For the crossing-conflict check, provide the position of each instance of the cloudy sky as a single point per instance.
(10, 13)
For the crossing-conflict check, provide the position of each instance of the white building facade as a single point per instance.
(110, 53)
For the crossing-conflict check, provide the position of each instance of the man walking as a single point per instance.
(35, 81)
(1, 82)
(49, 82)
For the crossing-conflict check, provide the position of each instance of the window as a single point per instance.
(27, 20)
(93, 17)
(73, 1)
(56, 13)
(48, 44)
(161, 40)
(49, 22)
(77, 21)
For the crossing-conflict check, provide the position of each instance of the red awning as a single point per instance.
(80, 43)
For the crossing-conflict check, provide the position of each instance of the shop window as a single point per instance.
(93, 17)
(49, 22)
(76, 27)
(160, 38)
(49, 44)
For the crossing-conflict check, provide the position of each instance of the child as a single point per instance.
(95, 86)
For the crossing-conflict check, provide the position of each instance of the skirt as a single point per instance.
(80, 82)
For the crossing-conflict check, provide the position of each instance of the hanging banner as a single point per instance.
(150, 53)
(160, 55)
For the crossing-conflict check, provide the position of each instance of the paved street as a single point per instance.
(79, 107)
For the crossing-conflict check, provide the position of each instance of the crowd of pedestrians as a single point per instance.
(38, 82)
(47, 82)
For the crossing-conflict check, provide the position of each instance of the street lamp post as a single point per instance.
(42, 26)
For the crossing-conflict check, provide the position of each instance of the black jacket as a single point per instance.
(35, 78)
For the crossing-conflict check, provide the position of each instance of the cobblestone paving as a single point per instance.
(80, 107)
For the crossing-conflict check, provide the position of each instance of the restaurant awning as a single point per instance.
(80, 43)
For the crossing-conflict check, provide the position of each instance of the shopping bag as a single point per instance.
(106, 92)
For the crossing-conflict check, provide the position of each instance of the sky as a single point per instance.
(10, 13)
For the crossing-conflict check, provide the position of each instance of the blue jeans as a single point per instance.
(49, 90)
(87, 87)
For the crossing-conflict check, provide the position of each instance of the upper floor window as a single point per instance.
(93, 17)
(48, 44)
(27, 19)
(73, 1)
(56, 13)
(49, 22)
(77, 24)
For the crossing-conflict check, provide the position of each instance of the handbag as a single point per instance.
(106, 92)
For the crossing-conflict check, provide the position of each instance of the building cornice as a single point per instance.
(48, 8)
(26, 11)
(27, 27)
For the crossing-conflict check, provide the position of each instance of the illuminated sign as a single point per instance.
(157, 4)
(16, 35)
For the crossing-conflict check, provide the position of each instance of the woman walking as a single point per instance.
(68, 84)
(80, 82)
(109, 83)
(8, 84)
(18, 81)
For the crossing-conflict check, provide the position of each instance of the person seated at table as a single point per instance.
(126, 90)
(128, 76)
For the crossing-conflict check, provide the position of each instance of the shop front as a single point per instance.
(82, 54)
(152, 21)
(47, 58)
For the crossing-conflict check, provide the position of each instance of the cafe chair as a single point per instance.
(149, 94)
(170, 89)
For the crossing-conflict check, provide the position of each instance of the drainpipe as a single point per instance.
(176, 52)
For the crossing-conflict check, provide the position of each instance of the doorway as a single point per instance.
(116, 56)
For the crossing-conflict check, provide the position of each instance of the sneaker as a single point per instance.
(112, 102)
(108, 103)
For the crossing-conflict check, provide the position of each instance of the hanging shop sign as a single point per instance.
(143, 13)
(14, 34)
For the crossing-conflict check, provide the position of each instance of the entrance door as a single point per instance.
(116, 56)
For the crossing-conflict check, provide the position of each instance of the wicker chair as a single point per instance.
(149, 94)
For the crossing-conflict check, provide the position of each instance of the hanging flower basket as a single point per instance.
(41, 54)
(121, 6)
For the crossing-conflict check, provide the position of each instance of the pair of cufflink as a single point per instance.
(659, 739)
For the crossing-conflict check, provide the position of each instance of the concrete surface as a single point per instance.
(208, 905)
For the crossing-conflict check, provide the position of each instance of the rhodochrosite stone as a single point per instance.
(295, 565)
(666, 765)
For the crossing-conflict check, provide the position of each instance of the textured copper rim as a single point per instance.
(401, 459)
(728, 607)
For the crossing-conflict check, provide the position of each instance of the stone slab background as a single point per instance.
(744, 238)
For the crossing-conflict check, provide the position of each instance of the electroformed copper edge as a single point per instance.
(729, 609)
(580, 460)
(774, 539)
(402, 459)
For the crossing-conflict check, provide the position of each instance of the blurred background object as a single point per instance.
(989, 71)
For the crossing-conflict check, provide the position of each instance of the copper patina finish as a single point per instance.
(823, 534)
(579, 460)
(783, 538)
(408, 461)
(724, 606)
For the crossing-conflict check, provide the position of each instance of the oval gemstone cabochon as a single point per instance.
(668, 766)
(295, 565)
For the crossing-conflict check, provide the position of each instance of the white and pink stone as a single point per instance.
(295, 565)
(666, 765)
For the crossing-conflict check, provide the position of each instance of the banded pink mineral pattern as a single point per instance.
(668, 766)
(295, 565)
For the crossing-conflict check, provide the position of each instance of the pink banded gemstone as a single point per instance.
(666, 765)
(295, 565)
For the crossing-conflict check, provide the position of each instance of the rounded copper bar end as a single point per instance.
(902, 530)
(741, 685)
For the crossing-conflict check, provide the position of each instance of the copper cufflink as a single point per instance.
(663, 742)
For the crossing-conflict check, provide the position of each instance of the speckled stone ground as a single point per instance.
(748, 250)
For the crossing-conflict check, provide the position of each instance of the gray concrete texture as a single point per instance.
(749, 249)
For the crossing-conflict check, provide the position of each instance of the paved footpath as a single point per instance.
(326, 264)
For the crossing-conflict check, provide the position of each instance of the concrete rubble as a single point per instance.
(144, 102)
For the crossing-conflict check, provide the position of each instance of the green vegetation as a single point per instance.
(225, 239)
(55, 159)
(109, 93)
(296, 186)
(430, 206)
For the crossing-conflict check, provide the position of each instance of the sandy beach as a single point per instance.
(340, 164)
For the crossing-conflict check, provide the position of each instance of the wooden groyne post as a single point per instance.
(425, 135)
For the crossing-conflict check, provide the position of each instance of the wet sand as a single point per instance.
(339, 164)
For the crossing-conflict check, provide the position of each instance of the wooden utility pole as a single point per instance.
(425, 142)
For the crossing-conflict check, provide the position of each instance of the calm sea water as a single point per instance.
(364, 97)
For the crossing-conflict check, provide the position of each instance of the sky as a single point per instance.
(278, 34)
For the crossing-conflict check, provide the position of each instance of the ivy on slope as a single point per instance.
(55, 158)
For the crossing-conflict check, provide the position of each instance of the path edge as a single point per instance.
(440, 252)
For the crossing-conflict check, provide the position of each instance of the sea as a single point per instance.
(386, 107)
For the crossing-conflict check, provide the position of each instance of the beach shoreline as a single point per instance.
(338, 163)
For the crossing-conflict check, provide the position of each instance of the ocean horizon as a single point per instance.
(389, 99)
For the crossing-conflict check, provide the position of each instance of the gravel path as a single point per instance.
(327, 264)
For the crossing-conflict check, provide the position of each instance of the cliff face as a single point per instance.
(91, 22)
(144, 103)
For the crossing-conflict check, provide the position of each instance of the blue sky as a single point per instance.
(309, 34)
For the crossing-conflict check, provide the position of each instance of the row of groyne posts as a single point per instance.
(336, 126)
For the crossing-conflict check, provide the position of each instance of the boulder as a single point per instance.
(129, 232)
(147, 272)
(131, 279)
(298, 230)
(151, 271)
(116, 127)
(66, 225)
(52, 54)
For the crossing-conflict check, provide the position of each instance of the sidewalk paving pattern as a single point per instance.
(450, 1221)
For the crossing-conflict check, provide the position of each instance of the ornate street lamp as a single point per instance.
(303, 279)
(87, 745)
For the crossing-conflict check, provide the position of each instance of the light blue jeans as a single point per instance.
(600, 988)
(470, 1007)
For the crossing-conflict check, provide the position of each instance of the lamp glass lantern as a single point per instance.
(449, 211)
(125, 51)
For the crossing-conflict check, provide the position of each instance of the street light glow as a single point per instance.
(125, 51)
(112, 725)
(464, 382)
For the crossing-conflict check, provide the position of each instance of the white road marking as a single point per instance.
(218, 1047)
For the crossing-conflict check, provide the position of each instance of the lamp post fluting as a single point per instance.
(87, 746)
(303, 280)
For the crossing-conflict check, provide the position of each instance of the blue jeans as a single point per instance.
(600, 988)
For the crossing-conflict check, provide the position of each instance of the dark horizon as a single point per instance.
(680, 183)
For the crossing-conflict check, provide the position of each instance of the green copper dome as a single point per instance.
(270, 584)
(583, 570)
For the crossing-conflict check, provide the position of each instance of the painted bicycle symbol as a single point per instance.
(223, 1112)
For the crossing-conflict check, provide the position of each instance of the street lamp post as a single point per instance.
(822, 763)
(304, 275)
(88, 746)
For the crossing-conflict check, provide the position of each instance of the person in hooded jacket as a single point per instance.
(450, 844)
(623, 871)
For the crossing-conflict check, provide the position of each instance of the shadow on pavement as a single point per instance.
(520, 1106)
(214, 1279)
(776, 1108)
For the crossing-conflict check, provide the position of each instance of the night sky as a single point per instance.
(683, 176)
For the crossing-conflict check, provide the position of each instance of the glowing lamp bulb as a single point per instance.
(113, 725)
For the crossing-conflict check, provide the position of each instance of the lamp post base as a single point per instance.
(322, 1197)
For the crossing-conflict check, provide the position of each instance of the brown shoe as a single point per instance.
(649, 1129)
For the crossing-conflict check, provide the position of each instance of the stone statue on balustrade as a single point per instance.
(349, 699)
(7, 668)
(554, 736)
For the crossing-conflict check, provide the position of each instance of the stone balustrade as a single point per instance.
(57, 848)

#### Required action
There is a line above that contains "stone balustrade as a single point per instance.". Copy it and all later lines through the last, exactly, and leave out the rest.

#### Reply
For the crossing-conflict check, provide the position of each instance of the stone balustrade as a single point per instance.
(57, 848)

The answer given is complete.